▸ **Problem**
Extract, exactly as written, all lines of the material below from the line that includes "of the roof" through its last line.

-- start Data to use --

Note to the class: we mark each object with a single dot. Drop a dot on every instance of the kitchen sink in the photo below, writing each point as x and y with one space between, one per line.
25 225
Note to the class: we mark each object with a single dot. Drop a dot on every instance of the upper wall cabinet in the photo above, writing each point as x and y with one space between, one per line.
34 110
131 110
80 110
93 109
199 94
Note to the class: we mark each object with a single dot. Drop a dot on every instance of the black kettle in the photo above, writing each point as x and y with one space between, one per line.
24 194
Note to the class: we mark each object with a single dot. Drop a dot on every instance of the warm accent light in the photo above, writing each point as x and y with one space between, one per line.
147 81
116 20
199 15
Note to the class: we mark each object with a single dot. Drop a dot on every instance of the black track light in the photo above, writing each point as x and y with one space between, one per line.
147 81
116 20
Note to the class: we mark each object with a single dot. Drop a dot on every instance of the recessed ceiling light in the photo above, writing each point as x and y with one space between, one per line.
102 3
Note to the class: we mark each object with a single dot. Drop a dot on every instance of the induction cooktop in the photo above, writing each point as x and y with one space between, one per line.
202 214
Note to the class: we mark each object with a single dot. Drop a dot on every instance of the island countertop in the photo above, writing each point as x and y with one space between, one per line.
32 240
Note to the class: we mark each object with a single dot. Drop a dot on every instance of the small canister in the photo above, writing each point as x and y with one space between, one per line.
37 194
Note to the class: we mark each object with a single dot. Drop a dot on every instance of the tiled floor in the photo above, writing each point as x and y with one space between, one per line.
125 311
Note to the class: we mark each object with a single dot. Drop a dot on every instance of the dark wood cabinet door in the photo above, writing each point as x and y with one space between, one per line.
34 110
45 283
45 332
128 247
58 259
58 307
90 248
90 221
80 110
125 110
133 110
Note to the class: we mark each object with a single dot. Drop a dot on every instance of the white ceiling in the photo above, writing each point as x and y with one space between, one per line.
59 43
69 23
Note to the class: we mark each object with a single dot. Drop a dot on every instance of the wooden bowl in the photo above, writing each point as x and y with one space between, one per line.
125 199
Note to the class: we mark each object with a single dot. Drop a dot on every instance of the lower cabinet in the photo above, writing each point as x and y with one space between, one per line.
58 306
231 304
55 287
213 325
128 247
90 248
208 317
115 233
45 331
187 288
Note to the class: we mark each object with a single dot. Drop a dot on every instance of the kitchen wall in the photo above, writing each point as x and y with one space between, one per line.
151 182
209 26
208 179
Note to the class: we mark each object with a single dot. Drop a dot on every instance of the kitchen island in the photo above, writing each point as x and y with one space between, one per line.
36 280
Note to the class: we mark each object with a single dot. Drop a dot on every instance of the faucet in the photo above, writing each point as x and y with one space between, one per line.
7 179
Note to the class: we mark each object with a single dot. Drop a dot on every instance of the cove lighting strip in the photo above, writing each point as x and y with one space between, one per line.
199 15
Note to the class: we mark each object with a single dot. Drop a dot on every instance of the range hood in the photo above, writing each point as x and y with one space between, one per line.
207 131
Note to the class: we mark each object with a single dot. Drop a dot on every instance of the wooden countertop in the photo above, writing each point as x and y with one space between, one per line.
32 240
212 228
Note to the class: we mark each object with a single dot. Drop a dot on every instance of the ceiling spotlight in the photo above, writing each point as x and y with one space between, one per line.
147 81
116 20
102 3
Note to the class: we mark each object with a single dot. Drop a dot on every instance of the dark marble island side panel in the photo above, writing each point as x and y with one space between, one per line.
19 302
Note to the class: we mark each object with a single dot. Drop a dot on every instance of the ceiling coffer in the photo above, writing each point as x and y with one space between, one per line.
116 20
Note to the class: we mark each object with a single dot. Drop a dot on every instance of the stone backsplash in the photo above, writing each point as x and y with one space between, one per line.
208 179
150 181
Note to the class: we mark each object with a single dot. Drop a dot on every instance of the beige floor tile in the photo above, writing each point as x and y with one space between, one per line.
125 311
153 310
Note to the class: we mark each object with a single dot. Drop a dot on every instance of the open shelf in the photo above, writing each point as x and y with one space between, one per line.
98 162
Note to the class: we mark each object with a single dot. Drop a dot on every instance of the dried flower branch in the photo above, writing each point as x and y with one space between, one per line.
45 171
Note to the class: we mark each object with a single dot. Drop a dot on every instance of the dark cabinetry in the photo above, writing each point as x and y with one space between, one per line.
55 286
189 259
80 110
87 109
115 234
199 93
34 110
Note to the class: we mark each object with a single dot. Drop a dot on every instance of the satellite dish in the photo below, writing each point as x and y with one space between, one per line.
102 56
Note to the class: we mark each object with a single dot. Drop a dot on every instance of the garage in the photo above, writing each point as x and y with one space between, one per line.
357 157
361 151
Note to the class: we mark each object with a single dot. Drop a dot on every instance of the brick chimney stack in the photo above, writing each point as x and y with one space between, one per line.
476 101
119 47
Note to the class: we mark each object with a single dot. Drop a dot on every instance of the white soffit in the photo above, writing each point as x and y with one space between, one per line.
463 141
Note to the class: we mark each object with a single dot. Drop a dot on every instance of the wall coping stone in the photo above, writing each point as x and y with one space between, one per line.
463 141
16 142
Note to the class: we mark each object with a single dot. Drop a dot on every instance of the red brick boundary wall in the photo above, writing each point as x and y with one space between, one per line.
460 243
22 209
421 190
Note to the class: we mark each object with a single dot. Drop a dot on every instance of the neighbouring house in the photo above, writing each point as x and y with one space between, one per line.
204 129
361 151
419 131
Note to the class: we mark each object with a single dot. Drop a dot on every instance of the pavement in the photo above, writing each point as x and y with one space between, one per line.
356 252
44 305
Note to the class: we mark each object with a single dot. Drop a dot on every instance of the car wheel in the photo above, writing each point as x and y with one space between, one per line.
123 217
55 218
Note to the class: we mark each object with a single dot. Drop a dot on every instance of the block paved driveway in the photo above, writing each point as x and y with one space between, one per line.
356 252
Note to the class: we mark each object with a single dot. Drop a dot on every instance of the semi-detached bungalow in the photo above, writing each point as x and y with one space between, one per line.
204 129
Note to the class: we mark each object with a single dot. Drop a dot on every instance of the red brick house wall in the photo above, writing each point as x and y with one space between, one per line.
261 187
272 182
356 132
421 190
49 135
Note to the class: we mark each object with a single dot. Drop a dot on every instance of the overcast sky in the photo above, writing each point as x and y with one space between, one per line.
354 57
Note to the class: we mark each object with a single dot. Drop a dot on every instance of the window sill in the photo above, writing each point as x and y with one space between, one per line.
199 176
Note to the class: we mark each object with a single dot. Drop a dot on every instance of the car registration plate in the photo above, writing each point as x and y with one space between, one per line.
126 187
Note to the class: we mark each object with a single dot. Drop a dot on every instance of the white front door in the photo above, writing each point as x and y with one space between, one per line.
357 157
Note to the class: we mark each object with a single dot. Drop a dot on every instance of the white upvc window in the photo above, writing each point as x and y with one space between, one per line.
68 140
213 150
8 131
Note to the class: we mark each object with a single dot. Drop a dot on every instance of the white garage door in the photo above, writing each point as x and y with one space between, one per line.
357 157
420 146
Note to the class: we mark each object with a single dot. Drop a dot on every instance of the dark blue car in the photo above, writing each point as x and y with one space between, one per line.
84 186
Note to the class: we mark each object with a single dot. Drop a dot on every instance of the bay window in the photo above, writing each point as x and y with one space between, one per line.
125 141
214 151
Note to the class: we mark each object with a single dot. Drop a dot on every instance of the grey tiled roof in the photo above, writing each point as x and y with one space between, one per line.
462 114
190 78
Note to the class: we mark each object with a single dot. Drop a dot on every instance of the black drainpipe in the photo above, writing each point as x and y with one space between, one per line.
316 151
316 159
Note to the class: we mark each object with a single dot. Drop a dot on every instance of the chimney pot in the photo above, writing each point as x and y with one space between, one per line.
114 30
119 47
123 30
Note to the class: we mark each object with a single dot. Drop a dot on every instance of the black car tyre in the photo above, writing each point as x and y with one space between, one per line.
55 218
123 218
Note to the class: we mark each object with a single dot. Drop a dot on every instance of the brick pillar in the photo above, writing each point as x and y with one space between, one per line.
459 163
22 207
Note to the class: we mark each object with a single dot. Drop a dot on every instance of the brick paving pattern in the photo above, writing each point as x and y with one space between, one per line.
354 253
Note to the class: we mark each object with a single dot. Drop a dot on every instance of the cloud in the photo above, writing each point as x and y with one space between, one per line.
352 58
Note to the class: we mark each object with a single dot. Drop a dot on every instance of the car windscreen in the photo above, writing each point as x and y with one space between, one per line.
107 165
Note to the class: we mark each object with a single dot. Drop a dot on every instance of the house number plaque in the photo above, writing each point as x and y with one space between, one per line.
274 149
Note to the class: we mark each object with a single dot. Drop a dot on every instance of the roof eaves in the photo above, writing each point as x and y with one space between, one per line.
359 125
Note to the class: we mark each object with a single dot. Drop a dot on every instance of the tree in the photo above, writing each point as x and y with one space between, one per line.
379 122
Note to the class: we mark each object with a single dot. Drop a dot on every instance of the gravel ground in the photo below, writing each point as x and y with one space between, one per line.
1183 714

-- end Data to use --

▸ **Task solution**
Note to the class: we mark each object with a single dot. Drop a dot on every instance of the roof eaves in the photo above, writing each point as x and y with one space between, one per line.
359 125
Note to the class: we mark each object with a single dot. Drop a dot on every instance of the tree in the photo above, writing each point as x and y with one space between, one per line.
379 122
Note to the class: we mark each object with a single dot. Drop a dot on every instance of the gravel ground in the photo below, writing each point as x and y with one space between, one per line.
1183 714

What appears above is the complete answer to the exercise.